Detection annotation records
• • •

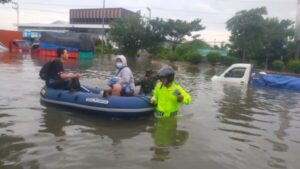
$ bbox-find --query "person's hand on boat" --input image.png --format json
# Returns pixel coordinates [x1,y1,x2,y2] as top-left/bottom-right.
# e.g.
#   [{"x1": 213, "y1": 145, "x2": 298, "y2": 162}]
[
  {"x1": 150, "y1": 99, "x2": 156, "y2": 105},
  {"x1": 173, "y1": 89, "x2": 183, "y2": 102}
]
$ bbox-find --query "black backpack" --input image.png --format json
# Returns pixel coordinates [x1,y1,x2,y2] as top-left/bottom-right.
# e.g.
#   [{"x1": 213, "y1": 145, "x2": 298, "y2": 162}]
[{"x1": 39, "y1": 61, "x2": 53, "y2": 80}]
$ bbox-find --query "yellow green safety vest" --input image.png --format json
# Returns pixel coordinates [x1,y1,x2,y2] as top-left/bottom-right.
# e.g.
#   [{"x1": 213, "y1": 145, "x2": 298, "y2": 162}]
[{"x1": 151, "y1": 82, "x2": 192, "y2": 118}]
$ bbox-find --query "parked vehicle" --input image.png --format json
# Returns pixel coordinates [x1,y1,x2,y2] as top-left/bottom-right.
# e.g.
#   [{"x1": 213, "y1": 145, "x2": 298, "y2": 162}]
[
  {"x1": 212, "y1": 64, "x2": 300, "y2": 91},
  {"x1": 212, "y1": 63, "x2": 252, "y2": 85},
  {"x1": 10, "y1": 39, "x2": 31, "y2": 53}
]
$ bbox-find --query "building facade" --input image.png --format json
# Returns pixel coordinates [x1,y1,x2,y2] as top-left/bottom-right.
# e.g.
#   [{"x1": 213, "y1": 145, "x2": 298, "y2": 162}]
[{"x1": 70, "y1": 8, "x2": 136, "y2": 25}]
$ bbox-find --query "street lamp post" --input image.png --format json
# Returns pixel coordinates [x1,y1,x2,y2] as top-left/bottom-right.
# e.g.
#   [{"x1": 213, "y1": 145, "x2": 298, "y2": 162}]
[
  {"x1": 11, "y1": 2, "x2": 19, "y2": 28},
  {"x1": 101, "y1": 0, "x2": 105, "y2": 56},
  {"x1": 147, "y1": 7, "x2": 151, "y2": 20},
  {"x1": 295, "y1": 0, "x2": 300, "y2": 59}
]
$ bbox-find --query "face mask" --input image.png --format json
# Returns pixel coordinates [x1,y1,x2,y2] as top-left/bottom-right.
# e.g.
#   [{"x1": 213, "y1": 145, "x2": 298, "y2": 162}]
[{"x1": 116, "y1": 62, "x2": 123, "y2": 69}]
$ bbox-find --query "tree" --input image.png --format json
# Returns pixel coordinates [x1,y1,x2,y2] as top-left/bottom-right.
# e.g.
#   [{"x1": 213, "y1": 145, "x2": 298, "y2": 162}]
[
  {"x1": 109, "y1": 14, "x2": 146, "y2": 56},
  {"x1": 163, "y1": 19, "x2": 205, "y2": 51},
  {"x1": 143, "y1": 18, "x2": 166, "y2": 54},
  {"x1": 226, "y1": 7, "x2": 267, "y2": 62},
  {"x1": 256, "y1": 18, "x2": 294, "y2": 69},
  {"x1": 0, "y1": 0, "x2": 11, "y2": 4}
]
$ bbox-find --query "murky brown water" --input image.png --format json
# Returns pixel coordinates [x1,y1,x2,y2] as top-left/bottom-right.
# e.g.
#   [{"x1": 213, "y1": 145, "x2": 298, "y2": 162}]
[{"x1": 0, "y1": 54, "x2": 300, "y2": 169}]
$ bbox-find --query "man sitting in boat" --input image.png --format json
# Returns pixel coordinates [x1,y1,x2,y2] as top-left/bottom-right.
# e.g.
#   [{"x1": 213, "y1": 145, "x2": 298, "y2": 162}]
[
  {"x1": 46, "y1": 48, "x2": 80, "y2": 90},
  {"x1": 102, "y1": 55, "x2": 135, "y2": 96}
]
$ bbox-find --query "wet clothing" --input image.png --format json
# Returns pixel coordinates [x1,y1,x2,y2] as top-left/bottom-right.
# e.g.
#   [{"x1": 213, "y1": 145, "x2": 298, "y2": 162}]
[
  {"x1": 151, "y1": 82, "x2": 192, "y2": 118},
  {"x1": 47, "y1": 59, "x2": 64, "y2": 80},
  {"x1": 46, "y1": 59, "x2": 80, "y2": 90},
  {"x1": 136, "y1": 77, "x2": 157, "y2": 94},
  {"x1": 116, "y1": 67, "x2": 135, "y2": 90},
  {"x1": 115, "y1": 55, "x2": 135, "y2": 96}
]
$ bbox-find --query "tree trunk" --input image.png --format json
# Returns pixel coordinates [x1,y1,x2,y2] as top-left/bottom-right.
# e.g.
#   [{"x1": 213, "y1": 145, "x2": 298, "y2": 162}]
[
  {"x1": 242, "y1": 48, "x2": 246, "y2": 63},
  {"x1": 295, "y1": 41, "x2": 300, "y2": 60}
]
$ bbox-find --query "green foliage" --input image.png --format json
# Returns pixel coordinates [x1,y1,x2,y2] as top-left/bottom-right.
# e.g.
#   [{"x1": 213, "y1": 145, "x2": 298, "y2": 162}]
[
  {"x1": 287, "y1": 60, "x2": 300, "y2": 73},
  {"x1": 175, "y1": 40, "x2": 205, "y2": 64},
  {"x1": 184, "y1": 50, "x2": 202, "y2": 64},
  {"x1": 110, "y1": 15, "x2": 204, "y2": 58},
  {"x1": 226, "y1": 7, "x2": 294, "y2": 68},
  {"x1": 206, "y1": 52, "x2": 220, "y2": 66},
  {"x1": 154, "y1": 46, "x2": 172, "y2": 59},
  {"x1": 110, "y1": 15, "x2": 146, "y2": 56},
  {"x1": 163, "y1": 19, "x2": 205, "y2": 51},
  {"x1": 95, "y1": 45, "x2": 116, "y2": 55},
  {"x1": 272, "y1": 60, "x2": 284, "y2": 71},
  {"x1": 226, "y1": 7, "x2": 267, "y2": 61}
]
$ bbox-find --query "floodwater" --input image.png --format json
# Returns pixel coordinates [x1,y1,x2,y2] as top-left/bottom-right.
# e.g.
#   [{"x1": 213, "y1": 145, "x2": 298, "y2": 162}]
[{"x1": 0, "y1": 54, "x2": 300, "y2": 169}]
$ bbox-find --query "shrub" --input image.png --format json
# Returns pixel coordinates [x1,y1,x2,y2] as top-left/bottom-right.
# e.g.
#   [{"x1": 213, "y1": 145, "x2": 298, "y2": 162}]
[
  {"x1": 220, "y1": 56, "x2": 238, "y2": 66},
  {"x1": 184, "y1": 50, "x2": 202, "y2": 64},
  {"x1": 287, "y1": 60, "x2": 300, "y2": 73},
  {"x1": 272, "y1": 60, "x2": 284, "y2": 71},
  {"x1": 206, "y1": 52, "x2": 220, "y2": 66},
  {"x1": 154, "y1": 46, "x2": 171, "y2": 59}
]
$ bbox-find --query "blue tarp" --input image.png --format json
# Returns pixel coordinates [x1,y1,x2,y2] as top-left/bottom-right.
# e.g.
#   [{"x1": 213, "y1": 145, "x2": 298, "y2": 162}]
[{"x1": 251, "y1": 73, "x2": 300, "y2": 91}]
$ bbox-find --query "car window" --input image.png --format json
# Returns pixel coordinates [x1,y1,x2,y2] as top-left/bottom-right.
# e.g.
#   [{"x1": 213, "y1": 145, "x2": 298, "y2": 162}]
[{"x1": 225, "y1": 67, "x2": 246, "y2": 78}]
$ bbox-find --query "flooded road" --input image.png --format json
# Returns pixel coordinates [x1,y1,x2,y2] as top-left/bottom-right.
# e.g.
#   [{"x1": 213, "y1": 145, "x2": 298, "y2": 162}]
[{"x1": 0, "y1": 55, "x2": 300, "y2": 169}]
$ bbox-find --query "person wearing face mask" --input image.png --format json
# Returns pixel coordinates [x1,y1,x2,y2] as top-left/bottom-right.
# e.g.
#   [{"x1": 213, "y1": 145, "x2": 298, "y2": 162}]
[
  {"x1": 150, "y1": 67, "x2": 192, "y2": 118},
  {"x1": 46, "y1": 48, "x2": 80, "y2": 90},
  {"x1": 102, "y1": 55, "x2": 135, "y2": 96}
]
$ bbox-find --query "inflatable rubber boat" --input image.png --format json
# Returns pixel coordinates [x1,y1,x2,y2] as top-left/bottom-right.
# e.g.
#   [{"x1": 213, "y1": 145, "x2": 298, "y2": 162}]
[{"x1": 40, "y1": 86, "x2": 154, "y2": 118}]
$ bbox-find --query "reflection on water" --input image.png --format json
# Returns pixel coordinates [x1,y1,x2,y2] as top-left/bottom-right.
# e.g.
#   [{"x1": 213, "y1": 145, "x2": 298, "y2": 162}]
[
  {"x1": 151, "y1": 118, "x2": 188, "y2": 161},
  {"x1": 0, "y1": 54, "x2": 300, "y2": 169}
]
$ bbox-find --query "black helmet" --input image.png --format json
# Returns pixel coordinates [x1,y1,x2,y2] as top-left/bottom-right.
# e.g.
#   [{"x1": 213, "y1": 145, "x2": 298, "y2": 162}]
[{"x1": 157, "y1": 67, "x2": 175, "y2": 83}]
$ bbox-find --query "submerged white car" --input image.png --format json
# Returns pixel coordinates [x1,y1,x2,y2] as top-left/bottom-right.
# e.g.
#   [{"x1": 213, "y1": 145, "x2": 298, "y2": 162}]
[{"x1": 211, "y1": 63, "x2": 252, "y2": 85}]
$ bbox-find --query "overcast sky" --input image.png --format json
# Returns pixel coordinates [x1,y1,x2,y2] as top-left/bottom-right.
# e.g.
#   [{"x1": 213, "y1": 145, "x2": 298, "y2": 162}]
[{"x1": 0, "y1": 0, "x2": 297, "y2": 42}]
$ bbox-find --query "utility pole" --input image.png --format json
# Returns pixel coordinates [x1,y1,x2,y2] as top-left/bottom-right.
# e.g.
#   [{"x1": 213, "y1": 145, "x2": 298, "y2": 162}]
[
  {"x1": 295, "y1": 0, "x2": 300, "y2": 60},
  {"x1": 101, "y1": 0, "x2": 105, "y2": 56},
  {"x1": 147, "y1": 7, "x2": 151, "y2": 20},
  {"x1": 11, "y1": 2, "x2": 19, "y2": 28}
]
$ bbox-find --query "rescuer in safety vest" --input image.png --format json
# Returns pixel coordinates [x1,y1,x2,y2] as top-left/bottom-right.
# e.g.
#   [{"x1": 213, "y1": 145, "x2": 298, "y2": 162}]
[{"x1": 150, "y1": 67, "x2": 192, "y2": 118}]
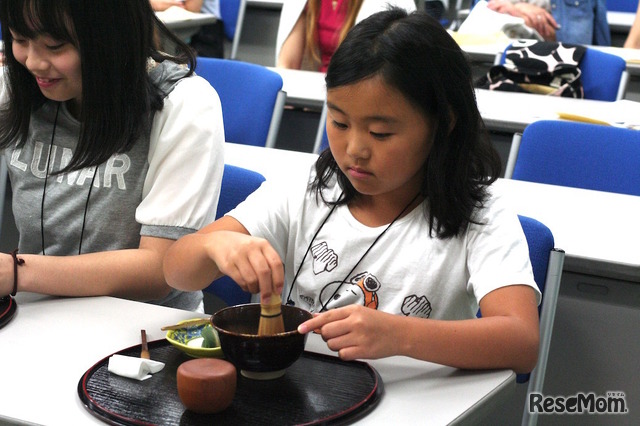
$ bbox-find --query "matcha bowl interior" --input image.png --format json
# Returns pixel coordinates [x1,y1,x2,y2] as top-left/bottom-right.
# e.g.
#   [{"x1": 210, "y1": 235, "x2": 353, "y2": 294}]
[{"x1": 211, "y1": 303, "x2": 312, "y2": 380}]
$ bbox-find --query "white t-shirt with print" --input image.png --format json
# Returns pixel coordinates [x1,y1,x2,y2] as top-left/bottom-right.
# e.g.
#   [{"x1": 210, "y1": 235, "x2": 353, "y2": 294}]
[{"x1": 228, "y1": 168, "x2": 540, "y2": 320}]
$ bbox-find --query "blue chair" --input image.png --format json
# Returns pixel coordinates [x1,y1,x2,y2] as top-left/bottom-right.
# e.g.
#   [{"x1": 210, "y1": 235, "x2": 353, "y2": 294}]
[
  {"x1": 494, "y1": 46, "x2": 629, "y2": 101},
  {"x1": 204, "y1": 164, "x2": 265, "y2": 306},
  {"x1": 516, "y1": 216, "x2": 565, "y2": 426},
  {"x1": 220, "y1": 0, "x2": 247, "y2": 59},
  {"x1": 607, "y1": 0, "x2": 638, "y2": 13},
  {"x1": 505, "y1": 120, "x2": 640, "y2": 195},
  {"x1": 195, "y1": 57, "x2": 286, "y2": 148}
]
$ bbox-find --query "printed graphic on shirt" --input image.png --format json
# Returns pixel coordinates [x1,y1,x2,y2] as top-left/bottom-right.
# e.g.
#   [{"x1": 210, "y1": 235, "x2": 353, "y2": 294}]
[
  {"x1": 298, "y1": 241, "x2": 432, "y2": 318},
  {"x1": 9, "y1": 142, "x2": 131, "y2": 190},
  {"x1": 319, "y1": 272, "x2": 381, "y2": 309},
  {"x1": 311, "y1": 241, "x2": 338, "y2": 275}
]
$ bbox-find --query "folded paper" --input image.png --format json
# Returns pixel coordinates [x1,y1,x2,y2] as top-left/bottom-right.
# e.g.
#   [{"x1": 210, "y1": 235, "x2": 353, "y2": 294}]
[{"x1": 108, "y1": 355, "x2": 164, "y2": 380}]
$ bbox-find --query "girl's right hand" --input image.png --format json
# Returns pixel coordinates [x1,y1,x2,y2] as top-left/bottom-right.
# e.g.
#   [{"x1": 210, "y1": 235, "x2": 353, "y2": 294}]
[
  {"x1": 0, "y1": 253, "x2": 13, "y2": 297},
  {"x1": 149, "y1": 0, "x2": 184, "y2": 12},
  {"x1": 206, "y1": 231, "x2": 284, "y2": 303}
]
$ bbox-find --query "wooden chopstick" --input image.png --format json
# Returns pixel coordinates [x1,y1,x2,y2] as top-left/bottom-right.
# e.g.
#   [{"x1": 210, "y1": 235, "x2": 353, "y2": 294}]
[
  {"x1": 140, "y1": 330, "x2": 151, "y2": 359},
  {"x1": 160, "y1": 318, "x2": 209, "y2": 331}
]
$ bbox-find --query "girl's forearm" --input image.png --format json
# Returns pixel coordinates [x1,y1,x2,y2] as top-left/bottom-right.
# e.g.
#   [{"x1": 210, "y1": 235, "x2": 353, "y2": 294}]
[
  {"x1": 18, "y1": 238, "x2": 173, "y2": 300},
  {"x1": 393, "y1": 316, "x2": 538, "y2": 373}
]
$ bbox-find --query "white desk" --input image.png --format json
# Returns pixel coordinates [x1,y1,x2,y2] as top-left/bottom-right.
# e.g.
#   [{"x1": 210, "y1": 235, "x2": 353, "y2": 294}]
[
  {"x1": 476, "y1": 89, "x2": 640, "y2": 132},
  {"x1": 156, "y1": 7, "x2": 218, "y2": 41},
  {"x1": 0, "y1": 293, "x2": 515, "y2": 426},
  {"x1": 247, "y1": 0, "x2": 284, "y2": 10},
  {"x1": 264, "y1": 67, "x2": 640, "y2": 133},
  {"x1": 452, "y1": 33, "x2": 640, "y2": 76},
  {"x1": 496, "y1": 179, "x2": 640, "y2": 283},
  {"x1": 225, "y1": 142, "x2": 640, "y2": 282},
  {"x1": 607, "y1": 10, "x2": 636, "y2": 33},
  {"x1": 269, "y1": 67, "x2": 327, "y2": 109}
]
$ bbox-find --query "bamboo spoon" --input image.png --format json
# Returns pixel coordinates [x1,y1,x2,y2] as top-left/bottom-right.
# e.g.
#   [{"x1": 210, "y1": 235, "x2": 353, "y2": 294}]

• • •

**What the task requires**
Identify every line in the items above that contains the word "mask" and copy each of those lines. Treat case as significant, so only matches with the same capitalization count.

**Written solution**
$ bbox-find --query "face mask" --input image.png --format json
$ bbox-find --query "person wearing face mask" --input image.png --format json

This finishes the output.